Research conducted by UK mental health charities reveals that 27 per cent of full-time employees find work the best space to speak about their mental health.
Mind, Co-op, Rethink Mental Illness, See Me with SAMH (Scottish Association for Mental Health), Inspire, Change your Mind and Time to Change Wales polled over 5,000 people.
Full-time employees have said work is where they can talk most about mental health – higher than local cafes (21 per cent), the pub (17 per cent), the gym (17 per cent) or the library (nine per cent). Despite the increase in hybrid and remote working, the value of talking to a colleague is seen by employees to benefit their mental health.
The survey also revealed that 65 per cent of retirees never make space to speak about mental health, compared to 26 per cent of full-time employees and 31 per cent of part-time employees.
Also, people in full-time employment are more likely to view conversations about mental health as important (82 per cent), compared to the general population (77 per cent).

## [RECORD EXCERPTS]
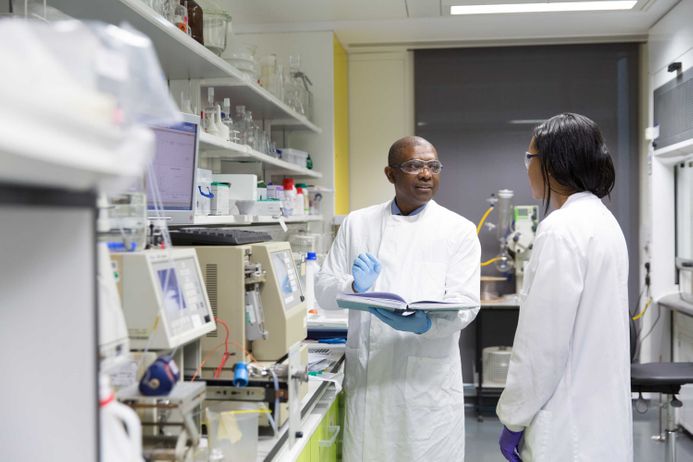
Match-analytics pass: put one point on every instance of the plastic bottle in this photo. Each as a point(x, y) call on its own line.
point(227, 120)
point(289, 197)
point(311, 270)
point(300, 204)
point(306, 198)
point(195, 20)
point(240, 123)
point(210, 113)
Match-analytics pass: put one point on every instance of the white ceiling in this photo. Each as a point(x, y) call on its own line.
point(420, 23)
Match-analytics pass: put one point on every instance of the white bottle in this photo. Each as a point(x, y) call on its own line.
point(299, 205)
point(222, 129)
point(312, 269)
point(121, 429)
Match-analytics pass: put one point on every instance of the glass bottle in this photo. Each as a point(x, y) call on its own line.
point(240, 123)
point(209, 112)
point(195, 20)
point(249, 127)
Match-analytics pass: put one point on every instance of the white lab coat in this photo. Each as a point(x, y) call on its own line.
point(568, 384)
point(405, 399)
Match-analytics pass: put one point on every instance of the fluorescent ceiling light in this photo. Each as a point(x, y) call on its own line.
point(543, 7)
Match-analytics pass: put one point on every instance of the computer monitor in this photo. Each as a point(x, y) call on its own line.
point(164, 297)
point(174, 169)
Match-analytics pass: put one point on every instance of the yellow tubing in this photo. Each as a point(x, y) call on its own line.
point(644, 310)
point(483, 220)
point(488, 262)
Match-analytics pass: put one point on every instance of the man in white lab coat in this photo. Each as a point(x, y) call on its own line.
point(405, 398)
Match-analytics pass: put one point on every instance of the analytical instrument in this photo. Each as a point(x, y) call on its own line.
point(164, 298)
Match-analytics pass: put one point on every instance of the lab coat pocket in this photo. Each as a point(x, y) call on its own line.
point(433, 274)
point(536, 439)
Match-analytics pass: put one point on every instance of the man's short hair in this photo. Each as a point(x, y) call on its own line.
point(402, 144)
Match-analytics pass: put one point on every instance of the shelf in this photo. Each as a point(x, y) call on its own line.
point(263, 104)
point(183, 58)
point(214, 147)
point(298, 219)
point(676, 151)
point(246, 220)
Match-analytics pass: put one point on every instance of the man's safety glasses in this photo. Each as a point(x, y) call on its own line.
point(416, 166)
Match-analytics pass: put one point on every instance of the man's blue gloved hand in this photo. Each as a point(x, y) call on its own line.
point(509, 443)
point(365, 270)
point(418, 323)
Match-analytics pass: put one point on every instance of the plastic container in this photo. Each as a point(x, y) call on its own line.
point(289, 197)
point(220, 202)
point(233, 431)
point(204, 194)
point(127, 218)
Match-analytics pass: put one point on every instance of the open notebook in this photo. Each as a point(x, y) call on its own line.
point(394, 302)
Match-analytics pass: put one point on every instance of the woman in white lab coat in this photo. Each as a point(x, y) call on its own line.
point(567, 396)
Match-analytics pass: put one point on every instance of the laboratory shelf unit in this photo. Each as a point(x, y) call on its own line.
point(263, 104)
point(183, 58)
point(244, 220)
point(676, 151)
point(214, 147)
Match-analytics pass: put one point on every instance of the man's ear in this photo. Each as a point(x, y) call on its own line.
point(390, 174)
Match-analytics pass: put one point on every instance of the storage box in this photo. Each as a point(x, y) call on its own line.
point(268, 208)
point(241, 187)
point(220, 202)
point(294, 156)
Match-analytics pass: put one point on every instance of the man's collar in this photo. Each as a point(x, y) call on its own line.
point(396, 211)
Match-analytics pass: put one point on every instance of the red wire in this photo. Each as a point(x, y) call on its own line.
point(226, 355)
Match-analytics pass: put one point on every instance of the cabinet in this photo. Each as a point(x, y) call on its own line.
point(325, 445)
point(683, 352)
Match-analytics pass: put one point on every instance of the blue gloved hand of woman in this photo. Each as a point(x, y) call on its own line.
point(509, 443)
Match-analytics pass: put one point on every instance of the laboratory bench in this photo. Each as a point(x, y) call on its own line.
point(495, 325)
point(321, 426)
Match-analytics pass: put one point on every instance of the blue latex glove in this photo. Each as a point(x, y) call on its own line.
point(418, 323)
point(365, 270)
point(509, 443)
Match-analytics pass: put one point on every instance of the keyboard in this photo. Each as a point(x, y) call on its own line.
point(216, 236)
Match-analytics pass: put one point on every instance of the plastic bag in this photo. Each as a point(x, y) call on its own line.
point(87, 66)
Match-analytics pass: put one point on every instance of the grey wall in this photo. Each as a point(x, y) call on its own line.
point(467, 99)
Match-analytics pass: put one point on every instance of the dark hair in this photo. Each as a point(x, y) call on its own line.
point(572, 152)
point(402, 144)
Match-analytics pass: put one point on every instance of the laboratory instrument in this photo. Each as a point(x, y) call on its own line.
point(172, 180)
point(164, 298)
point(260, 306)
point(217, 236)
point(515, 230)
point(170, 422)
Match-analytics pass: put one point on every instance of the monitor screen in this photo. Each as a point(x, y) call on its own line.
point(174, 166)
point(185, 308)
point(285, 271)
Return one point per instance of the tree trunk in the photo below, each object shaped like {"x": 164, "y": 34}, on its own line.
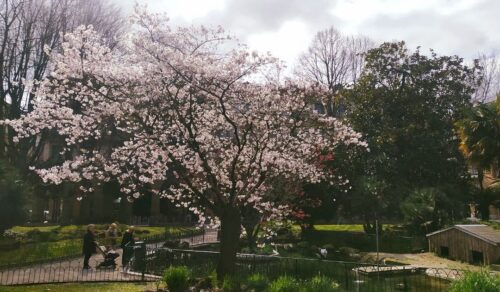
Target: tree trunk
{"x": 251, "y": 239}
{"x": 229, "y": 239}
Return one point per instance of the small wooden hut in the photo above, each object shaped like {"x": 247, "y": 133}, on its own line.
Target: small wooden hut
{"x": 474, "y": 243}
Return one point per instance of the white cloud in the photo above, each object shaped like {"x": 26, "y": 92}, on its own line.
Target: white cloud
{"x": 285, "y": 27}
{"x": 287, "y": 42}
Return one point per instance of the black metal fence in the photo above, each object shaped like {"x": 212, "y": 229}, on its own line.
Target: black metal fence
{"x": 70, "y": 268}
{"x": 350, "y": 276}
{"x": 151, "y": 259}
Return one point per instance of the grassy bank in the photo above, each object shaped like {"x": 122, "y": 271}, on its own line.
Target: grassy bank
{"x": 79, "y": 287}
{"x": 52, "y": 242}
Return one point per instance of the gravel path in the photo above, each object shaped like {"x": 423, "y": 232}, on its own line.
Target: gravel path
{"x": 71, "y": 270}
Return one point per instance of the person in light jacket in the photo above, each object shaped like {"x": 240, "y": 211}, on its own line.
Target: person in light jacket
{"x": 89, "y": 245}
{"x": 127, "y": 246}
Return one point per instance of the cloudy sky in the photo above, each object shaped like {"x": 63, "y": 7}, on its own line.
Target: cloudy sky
{"x": 286, "y": 27}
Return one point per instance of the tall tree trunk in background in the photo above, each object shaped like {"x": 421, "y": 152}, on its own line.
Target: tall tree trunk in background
{"x": 229, "y": 241}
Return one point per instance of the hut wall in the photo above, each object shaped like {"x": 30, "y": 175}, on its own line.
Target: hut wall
{"x": 461, "y": 245}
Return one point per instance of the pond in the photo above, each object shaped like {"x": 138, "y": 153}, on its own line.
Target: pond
{"x": 202, "y": 263}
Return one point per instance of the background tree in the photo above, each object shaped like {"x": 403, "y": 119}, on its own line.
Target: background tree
{"x": 13, "y": 197}
{"x": 479, "y": 133}
{"x": 489, "y": 87}
{"x": 27, "y": 29}
{"x": 177, "y": 98}
{"x": 335, "y": 61}
{"x": 406, "y": 104}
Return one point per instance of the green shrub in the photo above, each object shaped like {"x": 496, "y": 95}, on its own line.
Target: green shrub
{"x": 481, "y": 281}
{"x": 176, "y": 278}
{"x": 7, "y": 244}
{"x": 231, "y": 283}
{"x": 321, "y": 284}
{"x": 257, "y": 282}
{"x": 303, "y": 244}
{"x": 347, "y": 251}
{"x": 284, "y": 284}
{"x": 329, "y": 247}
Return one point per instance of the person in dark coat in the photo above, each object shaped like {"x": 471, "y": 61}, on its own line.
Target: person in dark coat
{"x": 127, "y": 246}
{"x": 89, "y": 245}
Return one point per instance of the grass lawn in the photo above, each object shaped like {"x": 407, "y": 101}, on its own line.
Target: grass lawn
{"x": 41, "y": 251}
{"x": 78, "y": 287}
{"x": 342, "y": 227}
{"x": 49, "y": 242}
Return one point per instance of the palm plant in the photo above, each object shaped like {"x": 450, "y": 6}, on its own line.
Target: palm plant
{"x": 479, "y": 134}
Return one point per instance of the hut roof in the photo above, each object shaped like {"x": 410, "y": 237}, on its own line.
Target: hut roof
{"x": 480, "y": 231}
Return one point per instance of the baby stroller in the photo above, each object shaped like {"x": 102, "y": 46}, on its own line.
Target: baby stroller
{"x": 109, "y": 258}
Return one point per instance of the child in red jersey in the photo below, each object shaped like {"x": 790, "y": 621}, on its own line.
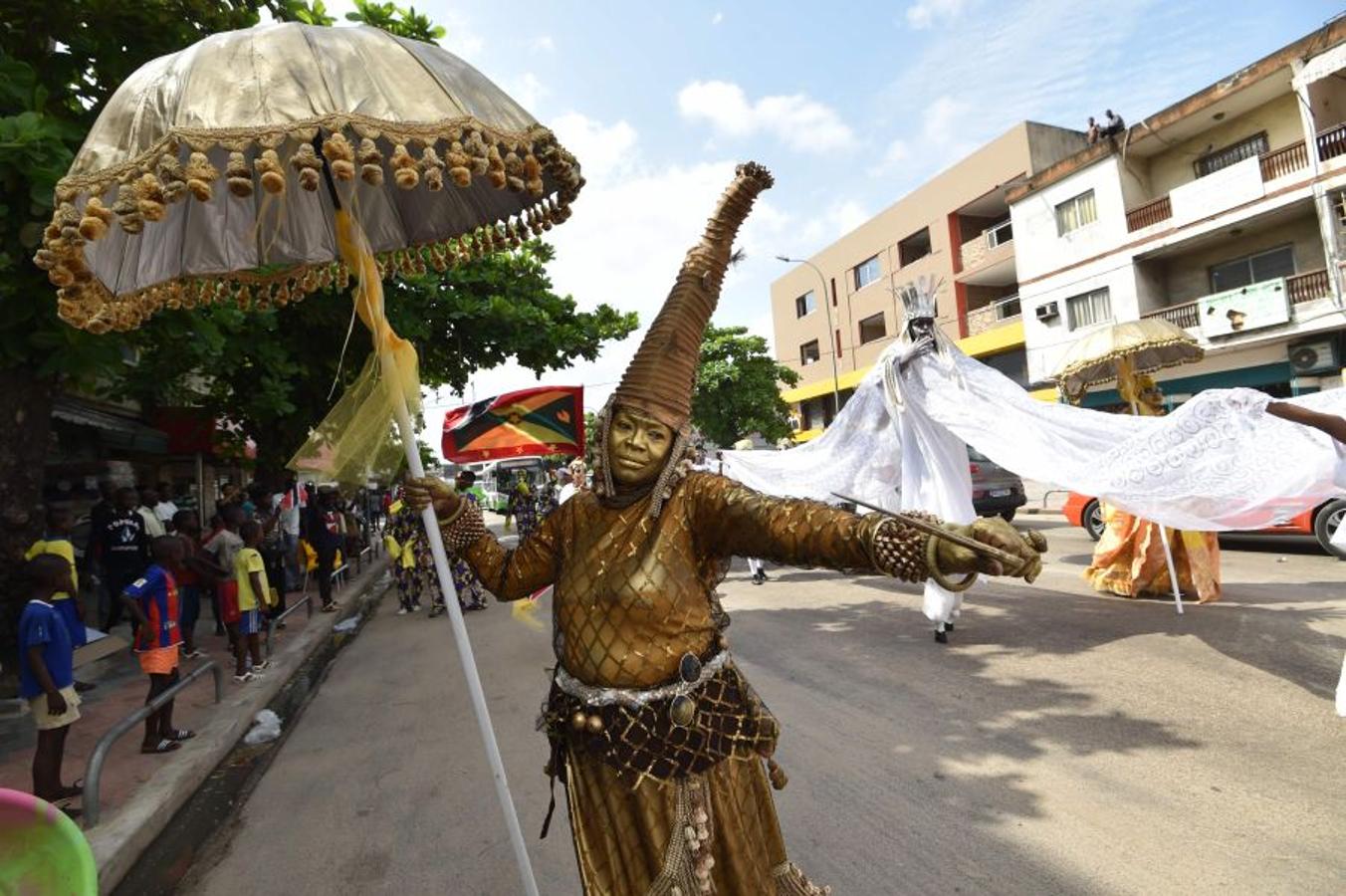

## [THINGS TO DO]
**A)** According to the mental health survey report, what evidence shows that work is where full-time employees can talk most about mental health?
**B)** Answer these questions from the mental health survey report:
(i) How many people were polled?
(ii) What percentage of retirees never make space to speak about mental health?
(iii) What percentage of people in full-time employment view conversations about mental health as important?
**C)** List every organization that the mental health survey report names as having polled people.

## [TASK RESULTS]
**A)** Work was chosen by 27 per cent of full-time employees. That is higher than local cafes (21 per cent), the pub (17 per cent), the gym (17 per cent) and the library (nine per cent).

**B)**
(i) Over 5,000 people.
(ii) 65 per cent.
(iii) 82 per cent.

**C)**
Mind
Co-op
Rethink Mental Illness
See Me with SAMH (Scottish Association for Mental Health)
Inspire
Change your Mind
Time to Change Wales